> **Explore the material**
1) According to the essay on groundedness, what does being grounded in groundlessness offer? List each item.
2) Can you quote the essay on groundedness from "What we’ve been" to "all we have.", word for word?

> **Exercise passage**
•••
For a long time, I understood “being grounded” as positive. I aspired to “feeling grounded”. For me, it represented a feeling of being solid, sure, connected with a sense of integrity and wholeness.

The irony of being grounded is that this groundedness is rooted in groundlessness–a deep understanding that there, in fact, no solid ground at all. This groundless form of groundedness allows us to experience life beyond the labels we claim, answers we assert, forms we grasp. Grounded in groundlessness offers presence, aliveness, vastness.

My mom is ill, really ill–one piece of the kaleidoscope of life these days that is shifting in uncertainty. We’re traveling tomorrow to Mayo Clinic for a week seeking answers. Seeking clarity. After all, we all need answers. And yet, I’ve learned that we can go and seek while also not hoping for any real certainty. Because the reality is, there are no solid answers. For anything. This might sound dark. I’m sure it does. But this is truth. And like all truth, accepting it is…liberating.

And that liberation allows me to be present with her, my family, my self as we move through this uncertainty.

Pema Chodron offers, “As we practice moving into the present moment this way, we become more familiar with groundlessness, a fresh state of being that is available to us on an ongoing basis. This moving away from comfort and security, this stepping out into what is unknown, uncharted, and shaky–that’s called liberation.”

What we’ve been trained to think of as comfort and security is a lie. Knowledge, truth, control–these are lies that we desperately grasp out of fear and need to secure solid ground beneath us. And these lies are stealing our precious lives from us, pulling us away from the present moment. And this present moment is all we have.

And in moments like this, with my mom, I want to savor every one.

So, I’m headed to Mayo with my mama, and no ground in sight.
•••
> **Supplied records**
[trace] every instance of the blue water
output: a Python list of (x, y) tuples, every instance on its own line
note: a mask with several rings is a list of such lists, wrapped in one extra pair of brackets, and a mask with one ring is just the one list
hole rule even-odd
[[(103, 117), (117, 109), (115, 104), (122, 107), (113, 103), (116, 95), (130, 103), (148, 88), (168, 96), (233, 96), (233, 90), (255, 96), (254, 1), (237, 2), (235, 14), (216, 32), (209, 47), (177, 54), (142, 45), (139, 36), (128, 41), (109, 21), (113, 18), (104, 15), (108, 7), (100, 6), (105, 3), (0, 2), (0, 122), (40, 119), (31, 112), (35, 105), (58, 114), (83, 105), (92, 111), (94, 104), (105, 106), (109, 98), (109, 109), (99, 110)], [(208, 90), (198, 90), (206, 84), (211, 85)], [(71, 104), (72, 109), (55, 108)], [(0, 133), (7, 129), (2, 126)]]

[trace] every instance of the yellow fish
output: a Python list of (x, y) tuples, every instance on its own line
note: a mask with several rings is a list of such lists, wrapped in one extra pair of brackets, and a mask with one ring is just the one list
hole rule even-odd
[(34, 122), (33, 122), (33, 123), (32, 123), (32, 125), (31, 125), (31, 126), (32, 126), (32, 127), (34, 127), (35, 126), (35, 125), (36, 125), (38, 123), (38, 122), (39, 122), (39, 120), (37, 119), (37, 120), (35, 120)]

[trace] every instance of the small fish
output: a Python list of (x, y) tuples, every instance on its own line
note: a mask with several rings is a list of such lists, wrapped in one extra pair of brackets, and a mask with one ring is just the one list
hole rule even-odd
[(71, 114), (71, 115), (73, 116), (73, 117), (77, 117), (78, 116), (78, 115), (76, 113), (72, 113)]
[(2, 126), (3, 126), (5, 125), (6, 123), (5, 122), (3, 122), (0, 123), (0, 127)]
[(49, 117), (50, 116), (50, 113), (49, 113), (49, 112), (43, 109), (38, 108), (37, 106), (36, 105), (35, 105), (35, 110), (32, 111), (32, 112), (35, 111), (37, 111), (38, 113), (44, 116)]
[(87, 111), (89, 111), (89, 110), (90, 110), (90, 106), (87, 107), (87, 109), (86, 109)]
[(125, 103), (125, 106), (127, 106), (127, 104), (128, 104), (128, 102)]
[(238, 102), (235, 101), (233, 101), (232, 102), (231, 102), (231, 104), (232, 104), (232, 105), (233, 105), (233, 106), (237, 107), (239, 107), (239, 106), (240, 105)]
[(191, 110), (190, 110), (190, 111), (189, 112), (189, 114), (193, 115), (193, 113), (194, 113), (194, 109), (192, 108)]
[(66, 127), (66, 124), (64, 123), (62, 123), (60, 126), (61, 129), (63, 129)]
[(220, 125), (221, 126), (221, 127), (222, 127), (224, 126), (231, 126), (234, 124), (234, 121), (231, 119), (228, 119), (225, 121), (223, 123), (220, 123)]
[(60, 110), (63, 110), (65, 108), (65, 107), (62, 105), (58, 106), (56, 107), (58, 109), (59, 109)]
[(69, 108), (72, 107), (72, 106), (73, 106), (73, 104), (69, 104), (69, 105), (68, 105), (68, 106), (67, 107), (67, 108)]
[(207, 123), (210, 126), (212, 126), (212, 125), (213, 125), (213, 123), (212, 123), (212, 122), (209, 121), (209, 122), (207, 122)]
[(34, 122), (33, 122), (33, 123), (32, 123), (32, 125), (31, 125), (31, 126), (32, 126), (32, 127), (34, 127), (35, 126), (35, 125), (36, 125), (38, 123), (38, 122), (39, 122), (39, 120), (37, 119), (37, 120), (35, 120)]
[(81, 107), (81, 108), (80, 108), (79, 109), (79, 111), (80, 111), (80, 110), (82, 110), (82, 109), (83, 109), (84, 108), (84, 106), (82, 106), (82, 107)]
•••
> **Task-by-task results**
1) presence, aliveness, vastness

2)
What we’ve been trained to think of as comfort and security is a lie. Knowledge, truth, control–these are lies that we desperately grasp out of fear and need to secure solid ground beneath us. And these lies are stealing our precious lives from us, pulling us away from the present moment. And this present moment is all we have.